# PASSAGE SHOWN:
__________

Knowing which stove is which , just by what you can see 

Multi Fuel or Wood Burning stove , the most obvious examples you can see immediately by eye are the:

1. External primary PRC & SRC secondary air flow regulator controls and 
2. Internal raised grate of multi fuel burners or the flat bottom non grate of wood burners.

Coal burns best on a ‘raised grate’ since it needs an air supply from below. Therefore , the primary airflow intake is below and its manually adjustable Primary Regulator Control outside (usually, somewhere near the bottom of the stove door & is normally either a sliding slat or turning knob/disc) is used to burn it effectively.

multi fuel burner showing SRC & PRC annotated in green   Multi Fuel or Wood Burning stove
1. The PRC [below discs]  &  SRC [above slats] Regulatory Controls of a multi-burner

Wood doesn’t need this additional air supply below therefore , wood burners come with only a ‘flat bottom. This limits the air supply to the fuel, resulting in a slower burn and you will see they ONLY have a top secondary air flow intake with manually adjustable Secondary Regulator Control.

__________

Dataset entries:
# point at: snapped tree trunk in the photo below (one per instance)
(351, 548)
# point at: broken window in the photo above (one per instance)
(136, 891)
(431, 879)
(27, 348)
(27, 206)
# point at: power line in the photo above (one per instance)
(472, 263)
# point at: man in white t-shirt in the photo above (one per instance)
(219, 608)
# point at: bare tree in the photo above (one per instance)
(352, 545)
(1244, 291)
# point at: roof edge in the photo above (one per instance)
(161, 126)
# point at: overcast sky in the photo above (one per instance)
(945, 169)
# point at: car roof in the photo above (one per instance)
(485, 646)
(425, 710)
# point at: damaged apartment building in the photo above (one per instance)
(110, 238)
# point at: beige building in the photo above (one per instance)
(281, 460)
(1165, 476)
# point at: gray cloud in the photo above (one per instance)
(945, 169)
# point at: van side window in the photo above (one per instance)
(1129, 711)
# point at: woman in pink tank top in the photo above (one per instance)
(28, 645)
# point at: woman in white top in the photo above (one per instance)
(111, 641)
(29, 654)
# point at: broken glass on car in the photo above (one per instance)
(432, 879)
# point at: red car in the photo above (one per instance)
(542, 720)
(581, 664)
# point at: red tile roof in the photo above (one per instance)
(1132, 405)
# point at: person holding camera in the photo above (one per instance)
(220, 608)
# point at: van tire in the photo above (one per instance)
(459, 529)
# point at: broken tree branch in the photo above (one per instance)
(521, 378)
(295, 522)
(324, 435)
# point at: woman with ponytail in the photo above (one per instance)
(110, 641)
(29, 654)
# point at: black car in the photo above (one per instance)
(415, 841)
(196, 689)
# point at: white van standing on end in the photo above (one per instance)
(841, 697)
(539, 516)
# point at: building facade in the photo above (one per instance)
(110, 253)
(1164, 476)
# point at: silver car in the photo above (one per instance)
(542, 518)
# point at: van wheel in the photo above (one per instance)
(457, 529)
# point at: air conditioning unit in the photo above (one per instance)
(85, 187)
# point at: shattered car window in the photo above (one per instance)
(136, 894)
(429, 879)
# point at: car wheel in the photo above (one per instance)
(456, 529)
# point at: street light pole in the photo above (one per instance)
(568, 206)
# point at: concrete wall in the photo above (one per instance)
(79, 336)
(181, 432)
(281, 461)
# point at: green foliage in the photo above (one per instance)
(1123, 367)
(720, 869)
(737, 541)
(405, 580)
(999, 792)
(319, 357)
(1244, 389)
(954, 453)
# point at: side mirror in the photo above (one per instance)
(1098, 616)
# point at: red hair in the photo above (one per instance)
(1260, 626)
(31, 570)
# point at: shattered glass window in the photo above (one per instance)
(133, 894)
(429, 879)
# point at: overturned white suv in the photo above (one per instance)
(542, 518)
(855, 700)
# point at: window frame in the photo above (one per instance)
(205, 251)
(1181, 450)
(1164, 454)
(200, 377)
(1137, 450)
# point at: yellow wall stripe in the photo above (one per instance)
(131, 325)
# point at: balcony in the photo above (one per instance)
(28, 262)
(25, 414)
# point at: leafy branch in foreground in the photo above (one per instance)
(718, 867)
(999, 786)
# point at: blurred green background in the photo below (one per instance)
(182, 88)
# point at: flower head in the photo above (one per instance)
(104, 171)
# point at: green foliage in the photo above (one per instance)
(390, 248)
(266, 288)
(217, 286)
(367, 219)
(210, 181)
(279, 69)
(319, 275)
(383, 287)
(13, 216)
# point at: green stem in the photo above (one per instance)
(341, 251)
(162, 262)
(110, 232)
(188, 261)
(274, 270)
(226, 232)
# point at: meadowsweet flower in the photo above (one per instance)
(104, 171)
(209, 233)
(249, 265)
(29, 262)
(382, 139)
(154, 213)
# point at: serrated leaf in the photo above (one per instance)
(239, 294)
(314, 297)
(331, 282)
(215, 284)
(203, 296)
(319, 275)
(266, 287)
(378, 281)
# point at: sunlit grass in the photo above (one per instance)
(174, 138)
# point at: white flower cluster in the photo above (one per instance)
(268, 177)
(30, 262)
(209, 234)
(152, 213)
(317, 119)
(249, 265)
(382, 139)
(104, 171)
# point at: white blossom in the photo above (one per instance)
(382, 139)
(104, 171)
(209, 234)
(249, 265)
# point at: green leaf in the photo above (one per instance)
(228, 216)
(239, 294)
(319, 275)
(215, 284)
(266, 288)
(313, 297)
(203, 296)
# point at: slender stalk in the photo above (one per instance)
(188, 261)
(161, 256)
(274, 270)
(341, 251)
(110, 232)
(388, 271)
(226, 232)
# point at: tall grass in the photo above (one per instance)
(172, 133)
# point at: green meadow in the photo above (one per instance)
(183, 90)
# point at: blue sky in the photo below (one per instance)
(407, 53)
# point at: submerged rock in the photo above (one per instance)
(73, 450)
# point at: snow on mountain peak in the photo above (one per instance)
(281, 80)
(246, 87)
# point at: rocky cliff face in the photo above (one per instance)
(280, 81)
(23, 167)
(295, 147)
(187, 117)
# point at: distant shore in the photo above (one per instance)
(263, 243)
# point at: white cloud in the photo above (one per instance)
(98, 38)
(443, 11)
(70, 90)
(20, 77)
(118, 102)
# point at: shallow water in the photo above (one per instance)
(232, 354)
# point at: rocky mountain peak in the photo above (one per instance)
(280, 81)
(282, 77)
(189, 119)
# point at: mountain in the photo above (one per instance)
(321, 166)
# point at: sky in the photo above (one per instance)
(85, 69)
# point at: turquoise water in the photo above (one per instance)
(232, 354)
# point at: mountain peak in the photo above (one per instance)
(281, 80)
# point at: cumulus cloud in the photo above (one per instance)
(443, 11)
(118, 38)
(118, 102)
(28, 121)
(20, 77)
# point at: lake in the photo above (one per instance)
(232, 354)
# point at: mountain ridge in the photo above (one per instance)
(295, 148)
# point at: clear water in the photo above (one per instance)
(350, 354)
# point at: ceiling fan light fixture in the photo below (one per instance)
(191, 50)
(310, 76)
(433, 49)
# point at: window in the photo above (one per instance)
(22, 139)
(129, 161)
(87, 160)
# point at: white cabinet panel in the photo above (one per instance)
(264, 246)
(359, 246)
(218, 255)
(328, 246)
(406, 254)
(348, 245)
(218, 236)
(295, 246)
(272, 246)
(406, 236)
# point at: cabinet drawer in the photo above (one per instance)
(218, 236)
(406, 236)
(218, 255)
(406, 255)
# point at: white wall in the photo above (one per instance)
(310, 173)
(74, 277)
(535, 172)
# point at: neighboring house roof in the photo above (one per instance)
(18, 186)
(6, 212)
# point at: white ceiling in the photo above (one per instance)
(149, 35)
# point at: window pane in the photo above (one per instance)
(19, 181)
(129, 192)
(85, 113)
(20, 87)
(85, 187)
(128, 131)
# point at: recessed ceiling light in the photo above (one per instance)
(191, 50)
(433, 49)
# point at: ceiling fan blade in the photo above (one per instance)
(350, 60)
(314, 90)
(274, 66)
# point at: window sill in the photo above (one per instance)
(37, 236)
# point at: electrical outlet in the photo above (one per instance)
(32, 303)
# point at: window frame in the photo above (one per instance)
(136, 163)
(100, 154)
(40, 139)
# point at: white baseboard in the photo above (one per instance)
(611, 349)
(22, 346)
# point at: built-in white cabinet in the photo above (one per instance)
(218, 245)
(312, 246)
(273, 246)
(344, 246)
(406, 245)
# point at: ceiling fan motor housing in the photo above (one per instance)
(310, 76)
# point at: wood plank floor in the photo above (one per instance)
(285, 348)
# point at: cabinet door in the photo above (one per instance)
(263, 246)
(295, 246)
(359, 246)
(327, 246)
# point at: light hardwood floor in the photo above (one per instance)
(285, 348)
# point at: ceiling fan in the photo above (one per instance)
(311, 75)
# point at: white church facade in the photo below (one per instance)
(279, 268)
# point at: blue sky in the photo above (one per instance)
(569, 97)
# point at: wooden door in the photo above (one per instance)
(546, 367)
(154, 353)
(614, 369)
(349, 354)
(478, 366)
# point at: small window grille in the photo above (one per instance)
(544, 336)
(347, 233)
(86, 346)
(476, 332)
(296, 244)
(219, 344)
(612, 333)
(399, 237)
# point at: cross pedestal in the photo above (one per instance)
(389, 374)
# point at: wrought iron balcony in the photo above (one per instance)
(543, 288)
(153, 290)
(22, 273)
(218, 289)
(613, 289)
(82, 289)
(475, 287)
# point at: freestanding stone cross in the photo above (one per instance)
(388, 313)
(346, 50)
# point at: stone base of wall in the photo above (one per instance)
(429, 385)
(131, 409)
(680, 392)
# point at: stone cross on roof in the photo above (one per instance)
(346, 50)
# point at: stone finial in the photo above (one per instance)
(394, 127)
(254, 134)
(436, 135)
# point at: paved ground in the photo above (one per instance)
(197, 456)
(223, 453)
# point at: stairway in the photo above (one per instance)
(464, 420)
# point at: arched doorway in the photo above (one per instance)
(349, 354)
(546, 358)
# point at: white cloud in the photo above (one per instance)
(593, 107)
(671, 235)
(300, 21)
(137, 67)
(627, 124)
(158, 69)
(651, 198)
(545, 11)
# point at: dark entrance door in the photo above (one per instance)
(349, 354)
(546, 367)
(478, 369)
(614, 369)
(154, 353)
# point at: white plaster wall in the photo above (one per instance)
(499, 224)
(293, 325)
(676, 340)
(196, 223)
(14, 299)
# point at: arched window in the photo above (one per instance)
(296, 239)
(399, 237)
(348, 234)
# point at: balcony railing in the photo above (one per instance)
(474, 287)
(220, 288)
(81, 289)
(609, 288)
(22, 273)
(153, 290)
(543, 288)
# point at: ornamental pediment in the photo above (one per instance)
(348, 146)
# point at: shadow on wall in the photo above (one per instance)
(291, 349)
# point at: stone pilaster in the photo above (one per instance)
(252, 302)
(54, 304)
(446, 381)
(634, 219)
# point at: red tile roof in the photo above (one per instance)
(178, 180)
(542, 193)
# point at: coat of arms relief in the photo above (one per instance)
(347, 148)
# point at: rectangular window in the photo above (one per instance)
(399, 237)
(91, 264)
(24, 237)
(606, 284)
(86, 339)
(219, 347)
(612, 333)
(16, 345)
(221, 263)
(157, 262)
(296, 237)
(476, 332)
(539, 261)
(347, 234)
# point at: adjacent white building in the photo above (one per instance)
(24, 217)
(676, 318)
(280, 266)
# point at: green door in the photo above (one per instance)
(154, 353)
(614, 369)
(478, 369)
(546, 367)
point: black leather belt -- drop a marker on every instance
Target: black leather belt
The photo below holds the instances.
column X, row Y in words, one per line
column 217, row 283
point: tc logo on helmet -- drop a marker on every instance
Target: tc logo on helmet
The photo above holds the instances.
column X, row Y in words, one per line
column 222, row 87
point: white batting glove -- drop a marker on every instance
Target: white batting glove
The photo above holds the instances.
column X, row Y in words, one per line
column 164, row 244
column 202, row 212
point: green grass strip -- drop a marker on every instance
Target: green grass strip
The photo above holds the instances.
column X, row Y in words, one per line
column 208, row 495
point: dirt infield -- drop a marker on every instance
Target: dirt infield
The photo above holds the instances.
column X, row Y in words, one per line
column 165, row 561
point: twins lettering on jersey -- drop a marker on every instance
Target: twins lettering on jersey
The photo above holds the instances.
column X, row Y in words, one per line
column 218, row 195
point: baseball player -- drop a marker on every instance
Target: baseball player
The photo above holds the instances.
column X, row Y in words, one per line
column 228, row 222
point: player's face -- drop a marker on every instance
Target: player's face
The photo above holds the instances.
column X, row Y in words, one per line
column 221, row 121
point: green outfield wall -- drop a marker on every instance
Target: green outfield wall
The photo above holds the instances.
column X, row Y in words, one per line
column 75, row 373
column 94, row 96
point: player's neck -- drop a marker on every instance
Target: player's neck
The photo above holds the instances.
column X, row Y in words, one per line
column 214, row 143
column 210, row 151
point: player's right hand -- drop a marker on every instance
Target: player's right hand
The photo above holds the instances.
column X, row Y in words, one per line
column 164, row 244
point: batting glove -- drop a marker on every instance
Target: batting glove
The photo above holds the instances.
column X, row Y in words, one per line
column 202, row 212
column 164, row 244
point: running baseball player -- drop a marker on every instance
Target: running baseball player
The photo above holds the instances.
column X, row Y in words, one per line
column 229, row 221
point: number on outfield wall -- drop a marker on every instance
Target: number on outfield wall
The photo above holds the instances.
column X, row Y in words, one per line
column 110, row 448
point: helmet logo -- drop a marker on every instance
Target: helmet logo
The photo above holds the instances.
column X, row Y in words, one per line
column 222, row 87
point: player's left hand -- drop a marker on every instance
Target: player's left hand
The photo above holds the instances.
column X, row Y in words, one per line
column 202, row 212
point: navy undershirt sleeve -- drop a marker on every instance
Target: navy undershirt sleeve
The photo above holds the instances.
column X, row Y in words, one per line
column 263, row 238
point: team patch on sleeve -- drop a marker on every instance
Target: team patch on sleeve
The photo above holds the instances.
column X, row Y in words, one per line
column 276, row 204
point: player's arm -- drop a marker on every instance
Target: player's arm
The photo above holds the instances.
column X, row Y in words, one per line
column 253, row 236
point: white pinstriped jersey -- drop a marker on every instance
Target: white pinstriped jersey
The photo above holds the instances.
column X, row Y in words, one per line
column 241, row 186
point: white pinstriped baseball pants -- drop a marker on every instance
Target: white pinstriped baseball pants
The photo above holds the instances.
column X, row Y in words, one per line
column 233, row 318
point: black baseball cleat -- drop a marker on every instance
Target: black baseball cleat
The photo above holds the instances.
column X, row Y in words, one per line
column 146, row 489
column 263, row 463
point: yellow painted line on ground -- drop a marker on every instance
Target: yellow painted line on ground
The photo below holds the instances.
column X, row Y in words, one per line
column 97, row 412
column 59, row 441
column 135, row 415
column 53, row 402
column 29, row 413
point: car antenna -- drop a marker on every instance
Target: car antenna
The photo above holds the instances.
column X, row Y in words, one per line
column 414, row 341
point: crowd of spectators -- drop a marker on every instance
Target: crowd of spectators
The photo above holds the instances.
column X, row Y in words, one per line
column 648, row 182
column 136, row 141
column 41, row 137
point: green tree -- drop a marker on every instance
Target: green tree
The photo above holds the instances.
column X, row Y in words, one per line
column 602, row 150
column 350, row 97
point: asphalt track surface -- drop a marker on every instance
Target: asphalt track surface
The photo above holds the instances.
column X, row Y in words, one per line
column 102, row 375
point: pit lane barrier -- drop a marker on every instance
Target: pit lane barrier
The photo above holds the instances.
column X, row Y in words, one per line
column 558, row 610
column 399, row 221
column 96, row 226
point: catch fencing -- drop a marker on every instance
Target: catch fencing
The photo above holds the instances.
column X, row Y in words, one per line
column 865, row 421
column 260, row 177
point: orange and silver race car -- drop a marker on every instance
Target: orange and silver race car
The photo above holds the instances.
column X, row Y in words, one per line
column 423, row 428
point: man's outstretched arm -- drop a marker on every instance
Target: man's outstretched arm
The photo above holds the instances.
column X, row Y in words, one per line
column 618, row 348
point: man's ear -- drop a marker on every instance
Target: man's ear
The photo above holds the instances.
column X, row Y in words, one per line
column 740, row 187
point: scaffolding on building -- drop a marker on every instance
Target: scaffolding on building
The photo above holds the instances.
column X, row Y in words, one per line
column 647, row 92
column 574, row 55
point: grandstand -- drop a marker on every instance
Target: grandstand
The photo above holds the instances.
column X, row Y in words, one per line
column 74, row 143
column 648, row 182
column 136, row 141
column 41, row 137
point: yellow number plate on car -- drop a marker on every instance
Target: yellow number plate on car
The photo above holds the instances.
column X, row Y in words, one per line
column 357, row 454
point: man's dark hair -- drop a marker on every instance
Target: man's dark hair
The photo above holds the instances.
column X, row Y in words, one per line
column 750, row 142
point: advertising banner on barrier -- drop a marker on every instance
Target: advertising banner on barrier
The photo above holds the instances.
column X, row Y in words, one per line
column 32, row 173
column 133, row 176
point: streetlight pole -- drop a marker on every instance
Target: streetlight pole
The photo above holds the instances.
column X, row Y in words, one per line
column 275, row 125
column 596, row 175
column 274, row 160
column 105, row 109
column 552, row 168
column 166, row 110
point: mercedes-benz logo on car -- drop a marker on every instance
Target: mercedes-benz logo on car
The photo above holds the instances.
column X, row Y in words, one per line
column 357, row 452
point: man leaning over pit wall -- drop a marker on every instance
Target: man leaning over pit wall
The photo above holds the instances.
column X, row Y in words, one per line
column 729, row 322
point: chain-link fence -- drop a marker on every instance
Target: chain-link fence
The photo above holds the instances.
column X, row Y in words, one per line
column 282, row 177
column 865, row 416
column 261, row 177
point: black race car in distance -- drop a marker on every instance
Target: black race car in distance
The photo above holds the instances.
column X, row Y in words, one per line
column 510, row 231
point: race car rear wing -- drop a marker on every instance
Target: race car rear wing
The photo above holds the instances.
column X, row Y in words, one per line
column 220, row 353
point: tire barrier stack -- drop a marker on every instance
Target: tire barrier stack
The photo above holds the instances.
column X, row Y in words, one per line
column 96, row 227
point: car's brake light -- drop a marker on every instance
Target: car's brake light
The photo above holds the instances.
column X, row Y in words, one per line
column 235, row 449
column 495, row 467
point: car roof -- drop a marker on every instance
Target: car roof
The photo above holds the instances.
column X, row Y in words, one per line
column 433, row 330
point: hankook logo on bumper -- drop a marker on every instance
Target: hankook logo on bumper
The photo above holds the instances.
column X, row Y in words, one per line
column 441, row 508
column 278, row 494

__________

# STUDY QUESTIONS:
(1) Duplicate the stove passage between "1. External primary" and "burn it effectively.", inclusive.
(2) Answer these questions from the stove passage:
(a) According to the passage, why does coal burn best on a raised grate?
(b) Where is the Primary Regulator Control usually located?
(c) What kind of bottom do wood burners come with?
(3) Resume the passage on telling multi fuel and wood burning stoves apart, beginning right after its final sentence.
The dataset entries have nothing to do with this work.

# RESPONSES PER TASK:
(1)
1. External primary PRC & SRC secondary air flow regulator controls and 
2. Internal raised grate of multi fuel burners or the flat bottom non grate of wood burners.

Coal burns best on a ‘raised grate’ since it needs an air supply from below. Therefore , the primary airflow intake is below and its manually adjustable Primary Regulator Control outside (usually, somewhere near the bottom of the stove door & is normally either a sliding slat or turning knob/disc) is used to burn it effectively.

(2)
(a) Coal needs an air supply from below.
(b) It is usually somewhere near the bottom of the stove door.
(c) Wood burners come with only a flat bottom.

(3)
****        The adjustable multifuel grate in the picture below shows it can be both raised (top) allowing upwards air flow or it can be flattened (bottom) stopping upwards air flow from below.    ****

multi fuel adjustable grate Multi Fuel or Wood Burning stove
2. Multifuel adjustable Stove Grate

You will find that wood burns faster on a multifuel stove than on a normal wood-burning stove because of the extra oxygen and air flow from below. 

side view of multifuel stove showing air intakes Multi Fuel or Wood Burning stove
3. Primary, Secondary & Tertiary air intakes .. stove door to Left of pic

So what do I want to buy then?

In short , what to buy depends on what you are going to burn? If you’re thinking of using wood as your main fuel then it’s best to buy a wood-burning stove. By buying a multi-fuel stove, you are already almost committed to coal being your main fuel (but keeping the option open to burn wood if need be, albeit at a lower efficiency) and wood as an option.

Therefore , for the reasons already mentioned above , smokeless coal is your prime candidate fuel for a multi fuel stove. So you will be considering Anthracite, as well as a host of brand name alternatives such as Taybrite and Phurnacite. 
However , as you will see in our article on stainless steel liners there are some drawbacks to using these smokeless fuels.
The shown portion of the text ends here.